- _Input_
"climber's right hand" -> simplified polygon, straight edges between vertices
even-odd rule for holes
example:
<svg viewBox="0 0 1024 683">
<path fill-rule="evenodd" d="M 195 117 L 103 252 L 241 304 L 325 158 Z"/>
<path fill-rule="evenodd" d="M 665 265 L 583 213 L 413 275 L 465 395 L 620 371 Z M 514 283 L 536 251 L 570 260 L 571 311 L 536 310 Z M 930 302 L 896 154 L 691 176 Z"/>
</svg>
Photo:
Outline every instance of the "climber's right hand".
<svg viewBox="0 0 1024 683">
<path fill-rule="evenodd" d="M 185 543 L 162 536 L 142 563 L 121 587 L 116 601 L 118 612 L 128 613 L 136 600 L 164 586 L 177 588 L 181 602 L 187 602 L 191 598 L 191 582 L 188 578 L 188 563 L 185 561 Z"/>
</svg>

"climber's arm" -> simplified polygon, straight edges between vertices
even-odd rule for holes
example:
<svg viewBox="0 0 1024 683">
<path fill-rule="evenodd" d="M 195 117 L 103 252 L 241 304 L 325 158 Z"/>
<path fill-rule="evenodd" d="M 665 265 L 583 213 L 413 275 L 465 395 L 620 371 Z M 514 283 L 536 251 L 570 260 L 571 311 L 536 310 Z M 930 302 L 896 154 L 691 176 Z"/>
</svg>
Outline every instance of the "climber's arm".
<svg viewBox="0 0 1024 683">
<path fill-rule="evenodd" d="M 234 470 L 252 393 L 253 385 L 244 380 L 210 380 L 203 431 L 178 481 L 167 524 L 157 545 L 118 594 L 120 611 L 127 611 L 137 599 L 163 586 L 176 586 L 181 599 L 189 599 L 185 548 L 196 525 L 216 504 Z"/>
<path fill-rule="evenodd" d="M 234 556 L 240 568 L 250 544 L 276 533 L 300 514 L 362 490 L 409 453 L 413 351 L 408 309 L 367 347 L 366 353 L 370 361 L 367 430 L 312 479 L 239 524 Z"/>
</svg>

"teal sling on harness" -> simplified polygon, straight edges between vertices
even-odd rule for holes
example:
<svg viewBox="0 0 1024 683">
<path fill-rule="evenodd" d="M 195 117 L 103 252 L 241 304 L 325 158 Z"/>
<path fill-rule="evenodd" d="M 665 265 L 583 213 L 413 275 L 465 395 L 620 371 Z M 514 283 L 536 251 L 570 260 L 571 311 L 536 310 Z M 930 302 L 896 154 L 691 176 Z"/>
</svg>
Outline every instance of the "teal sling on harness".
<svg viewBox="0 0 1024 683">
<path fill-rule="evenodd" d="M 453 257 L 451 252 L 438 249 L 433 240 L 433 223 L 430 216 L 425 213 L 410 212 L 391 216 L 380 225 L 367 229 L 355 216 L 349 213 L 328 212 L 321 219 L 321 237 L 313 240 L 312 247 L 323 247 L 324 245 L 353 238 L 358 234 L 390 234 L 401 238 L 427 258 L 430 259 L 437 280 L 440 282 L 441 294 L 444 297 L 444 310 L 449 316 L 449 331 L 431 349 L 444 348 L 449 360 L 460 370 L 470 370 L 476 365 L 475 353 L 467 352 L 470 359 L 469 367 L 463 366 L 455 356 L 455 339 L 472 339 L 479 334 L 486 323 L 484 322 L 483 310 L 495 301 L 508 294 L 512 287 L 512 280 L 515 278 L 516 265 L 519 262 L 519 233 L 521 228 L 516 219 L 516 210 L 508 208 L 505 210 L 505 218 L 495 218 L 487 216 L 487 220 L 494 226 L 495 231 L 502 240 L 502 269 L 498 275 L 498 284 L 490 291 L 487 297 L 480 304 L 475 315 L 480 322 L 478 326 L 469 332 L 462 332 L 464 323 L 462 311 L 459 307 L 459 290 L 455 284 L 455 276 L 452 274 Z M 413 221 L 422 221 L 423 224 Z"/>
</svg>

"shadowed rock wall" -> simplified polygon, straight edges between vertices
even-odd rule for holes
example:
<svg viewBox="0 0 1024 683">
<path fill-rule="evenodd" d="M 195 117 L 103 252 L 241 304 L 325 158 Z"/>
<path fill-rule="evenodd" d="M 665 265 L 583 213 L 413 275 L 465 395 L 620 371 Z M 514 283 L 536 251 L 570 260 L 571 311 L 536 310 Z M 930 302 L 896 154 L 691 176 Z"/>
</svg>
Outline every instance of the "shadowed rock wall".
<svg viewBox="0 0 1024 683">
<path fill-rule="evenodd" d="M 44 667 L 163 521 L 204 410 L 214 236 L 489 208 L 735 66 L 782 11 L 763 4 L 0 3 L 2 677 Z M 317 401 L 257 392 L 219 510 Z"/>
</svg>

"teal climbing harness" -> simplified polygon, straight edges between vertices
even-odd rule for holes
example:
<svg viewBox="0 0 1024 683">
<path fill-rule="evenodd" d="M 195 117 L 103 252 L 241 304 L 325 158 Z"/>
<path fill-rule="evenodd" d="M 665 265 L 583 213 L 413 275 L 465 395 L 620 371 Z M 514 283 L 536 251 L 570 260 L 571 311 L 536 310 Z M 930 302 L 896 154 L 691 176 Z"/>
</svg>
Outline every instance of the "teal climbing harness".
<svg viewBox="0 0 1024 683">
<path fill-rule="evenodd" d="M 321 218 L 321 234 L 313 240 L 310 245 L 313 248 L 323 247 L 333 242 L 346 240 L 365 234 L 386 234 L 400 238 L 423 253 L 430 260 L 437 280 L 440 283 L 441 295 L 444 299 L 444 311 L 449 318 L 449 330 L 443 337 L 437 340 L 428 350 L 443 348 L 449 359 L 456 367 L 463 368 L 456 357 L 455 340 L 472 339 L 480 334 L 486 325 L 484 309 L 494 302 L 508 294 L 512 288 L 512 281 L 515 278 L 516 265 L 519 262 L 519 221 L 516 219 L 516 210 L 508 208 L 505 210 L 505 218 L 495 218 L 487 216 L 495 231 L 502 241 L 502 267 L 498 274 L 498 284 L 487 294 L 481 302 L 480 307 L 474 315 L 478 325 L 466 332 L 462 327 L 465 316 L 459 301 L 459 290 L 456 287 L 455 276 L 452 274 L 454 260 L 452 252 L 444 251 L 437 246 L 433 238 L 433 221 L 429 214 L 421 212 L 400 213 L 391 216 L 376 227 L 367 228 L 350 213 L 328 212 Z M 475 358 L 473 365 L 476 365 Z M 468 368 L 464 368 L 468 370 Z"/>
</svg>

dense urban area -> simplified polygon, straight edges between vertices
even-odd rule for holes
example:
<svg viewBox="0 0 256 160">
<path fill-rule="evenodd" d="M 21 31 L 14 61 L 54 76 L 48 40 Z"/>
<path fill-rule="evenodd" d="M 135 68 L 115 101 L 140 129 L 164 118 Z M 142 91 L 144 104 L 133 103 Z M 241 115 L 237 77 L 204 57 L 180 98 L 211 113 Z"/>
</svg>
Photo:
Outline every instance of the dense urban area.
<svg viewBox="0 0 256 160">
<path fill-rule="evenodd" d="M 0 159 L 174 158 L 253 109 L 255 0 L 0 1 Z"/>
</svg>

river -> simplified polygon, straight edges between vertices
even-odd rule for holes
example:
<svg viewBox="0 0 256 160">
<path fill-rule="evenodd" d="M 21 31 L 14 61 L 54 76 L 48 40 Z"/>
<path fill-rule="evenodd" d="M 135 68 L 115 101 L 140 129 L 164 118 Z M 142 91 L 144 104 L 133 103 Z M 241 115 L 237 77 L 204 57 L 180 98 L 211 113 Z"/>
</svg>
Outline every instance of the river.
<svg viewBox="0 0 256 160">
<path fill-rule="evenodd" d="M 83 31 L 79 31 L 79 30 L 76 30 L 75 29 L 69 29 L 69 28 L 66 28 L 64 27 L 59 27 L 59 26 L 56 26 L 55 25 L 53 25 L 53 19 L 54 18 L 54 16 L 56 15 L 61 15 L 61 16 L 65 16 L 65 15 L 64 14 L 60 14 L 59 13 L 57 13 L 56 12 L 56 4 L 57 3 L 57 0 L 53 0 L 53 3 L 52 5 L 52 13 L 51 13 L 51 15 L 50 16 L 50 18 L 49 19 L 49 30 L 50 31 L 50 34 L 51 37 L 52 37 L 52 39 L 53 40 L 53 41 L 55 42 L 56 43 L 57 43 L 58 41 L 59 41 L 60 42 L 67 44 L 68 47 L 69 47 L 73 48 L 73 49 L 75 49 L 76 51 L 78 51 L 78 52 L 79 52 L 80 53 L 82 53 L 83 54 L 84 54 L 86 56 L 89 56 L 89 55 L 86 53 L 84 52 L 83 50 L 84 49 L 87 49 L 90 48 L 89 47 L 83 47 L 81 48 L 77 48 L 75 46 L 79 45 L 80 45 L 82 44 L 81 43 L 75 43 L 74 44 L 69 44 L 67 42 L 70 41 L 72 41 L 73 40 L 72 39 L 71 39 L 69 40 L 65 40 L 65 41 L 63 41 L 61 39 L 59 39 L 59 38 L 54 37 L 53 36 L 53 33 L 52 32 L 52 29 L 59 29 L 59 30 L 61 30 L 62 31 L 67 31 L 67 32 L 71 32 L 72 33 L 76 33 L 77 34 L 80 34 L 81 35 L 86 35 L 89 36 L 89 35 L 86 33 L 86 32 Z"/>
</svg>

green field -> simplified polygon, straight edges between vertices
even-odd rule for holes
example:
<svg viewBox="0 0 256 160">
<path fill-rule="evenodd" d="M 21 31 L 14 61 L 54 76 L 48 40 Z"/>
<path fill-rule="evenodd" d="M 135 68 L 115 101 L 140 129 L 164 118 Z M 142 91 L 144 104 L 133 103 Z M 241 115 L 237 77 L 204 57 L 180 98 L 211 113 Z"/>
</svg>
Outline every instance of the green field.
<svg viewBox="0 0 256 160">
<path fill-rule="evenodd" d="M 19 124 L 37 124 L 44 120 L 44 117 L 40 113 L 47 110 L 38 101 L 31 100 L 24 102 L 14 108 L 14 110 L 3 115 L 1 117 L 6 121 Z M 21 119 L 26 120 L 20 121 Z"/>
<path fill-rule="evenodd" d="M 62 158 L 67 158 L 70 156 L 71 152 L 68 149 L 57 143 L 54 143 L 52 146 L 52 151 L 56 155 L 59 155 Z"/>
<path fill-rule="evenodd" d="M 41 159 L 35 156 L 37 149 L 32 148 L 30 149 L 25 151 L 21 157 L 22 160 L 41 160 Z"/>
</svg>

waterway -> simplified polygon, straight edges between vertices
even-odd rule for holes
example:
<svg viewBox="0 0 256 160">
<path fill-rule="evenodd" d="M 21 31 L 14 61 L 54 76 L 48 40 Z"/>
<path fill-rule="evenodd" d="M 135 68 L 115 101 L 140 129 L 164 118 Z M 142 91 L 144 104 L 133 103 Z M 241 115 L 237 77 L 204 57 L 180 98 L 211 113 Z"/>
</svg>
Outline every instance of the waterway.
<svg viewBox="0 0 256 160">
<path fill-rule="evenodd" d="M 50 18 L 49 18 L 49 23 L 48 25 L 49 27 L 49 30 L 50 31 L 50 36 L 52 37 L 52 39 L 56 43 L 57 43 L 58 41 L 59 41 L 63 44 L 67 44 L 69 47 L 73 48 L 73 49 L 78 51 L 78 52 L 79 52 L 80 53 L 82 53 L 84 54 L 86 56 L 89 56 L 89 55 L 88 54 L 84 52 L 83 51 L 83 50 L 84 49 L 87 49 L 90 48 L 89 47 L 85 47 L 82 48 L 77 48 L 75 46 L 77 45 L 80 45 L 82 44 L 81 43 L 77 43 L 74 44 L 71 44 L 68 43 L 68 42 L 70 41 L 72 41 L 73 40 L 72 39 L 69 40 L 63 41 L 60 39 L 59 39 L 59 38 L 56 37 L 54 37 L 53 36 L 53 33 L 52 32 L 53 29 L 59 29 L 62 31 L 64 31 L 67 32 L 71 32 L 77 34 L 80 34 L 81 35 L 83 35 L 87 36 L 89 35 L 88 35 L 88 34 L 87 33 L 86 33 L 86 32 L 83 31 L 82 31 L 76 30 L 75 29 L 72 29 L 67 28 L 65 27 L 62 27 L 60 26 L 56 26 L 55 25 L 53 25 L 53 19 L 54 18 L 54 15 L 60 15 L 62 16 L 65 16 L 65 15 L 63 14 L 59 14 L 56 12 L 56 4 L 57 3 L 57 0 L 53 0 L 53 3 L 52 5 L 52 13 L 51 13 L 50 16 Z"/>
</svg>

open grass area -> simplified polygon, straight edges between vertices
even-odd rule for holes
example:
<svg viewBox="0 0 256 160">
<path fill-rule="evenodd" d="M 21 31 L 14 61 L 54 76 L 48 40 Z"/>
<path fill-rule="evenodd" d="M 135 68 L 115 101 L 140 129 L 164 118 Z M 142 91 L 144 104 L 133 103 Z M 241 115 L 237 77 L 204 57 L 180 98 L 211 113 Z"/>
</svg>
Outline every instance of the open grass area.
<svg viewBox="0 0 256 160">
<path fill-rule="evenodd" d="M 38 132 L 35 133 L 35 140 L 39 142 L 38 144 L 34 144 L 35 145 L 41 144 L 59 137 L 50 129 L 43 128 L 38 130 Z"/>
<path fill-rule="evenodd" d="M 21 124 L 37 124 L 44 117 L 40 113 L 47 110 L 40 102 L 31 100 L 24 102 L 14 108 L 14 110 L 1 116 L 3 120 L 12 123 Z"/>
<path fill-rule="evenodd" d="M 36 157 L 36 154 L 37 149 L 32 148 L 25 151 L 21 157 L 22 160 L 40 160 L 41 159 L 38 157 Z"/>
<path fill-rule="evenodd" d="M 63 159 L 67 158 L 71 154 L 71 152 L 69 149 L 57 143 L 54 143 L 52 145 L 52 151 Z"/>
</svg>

- _What you should do_
Restate word for word the lines from the one holding "open grass area ->" to the end of the listing, both ends included, and nothing more.

- _Full output_
open grass area -> simplified polygon, straight edges between vertices
even-odd rule for holes
example:
<svg viewBox="0 0 256 160">
<path fill-rule="evenodd" d="M 21 31 L 14 61 L 54 76 L 48 40 Z"/>
<path fill-rule="evenodd" d="M 135 68 L 115 101 L 140 129 L 164 118 Z M 142 91 L 144 104 L 133 103 Z M 241 115 L 237 77 L 204 57 L 180 98 L 211 113 Z"/>
</svg>
Outline every instance of the open grass area.
<svg viewBox="0 0 256 160">
<path fill-rule="evenodd" d="M 38 132 L 35 133 L 35 140 L 39 142 L 38 144 L 34 144 L 35 145 L 41 144 L 59 137 L 50 129 L 43 128 L 38 130 Z"/>
<path fill-rule="evenodd" d="M 21 124 L 37 124 L 44 117 L 40 113 L 47 110 L 40 102 L 31 100 L 24 102 L 14 108 L 14 110 L 1 116 L 3 120 L 12 123 Z"/>
<path fill-rule="evenodd" d="M 36 157 L 36 154 L 37 149 L 32 148 L 25 151 L 21 157 L 22 160 L 40 160 L 41 159 L 38 157 Z"/>
<path fill-rule="evenodd" d="M 63 159 L 67 158 L 71 154 L 71 152 L 69 149 L 57 143 L 54 143 L 52 145 L 52 151 Z"/>
</svg>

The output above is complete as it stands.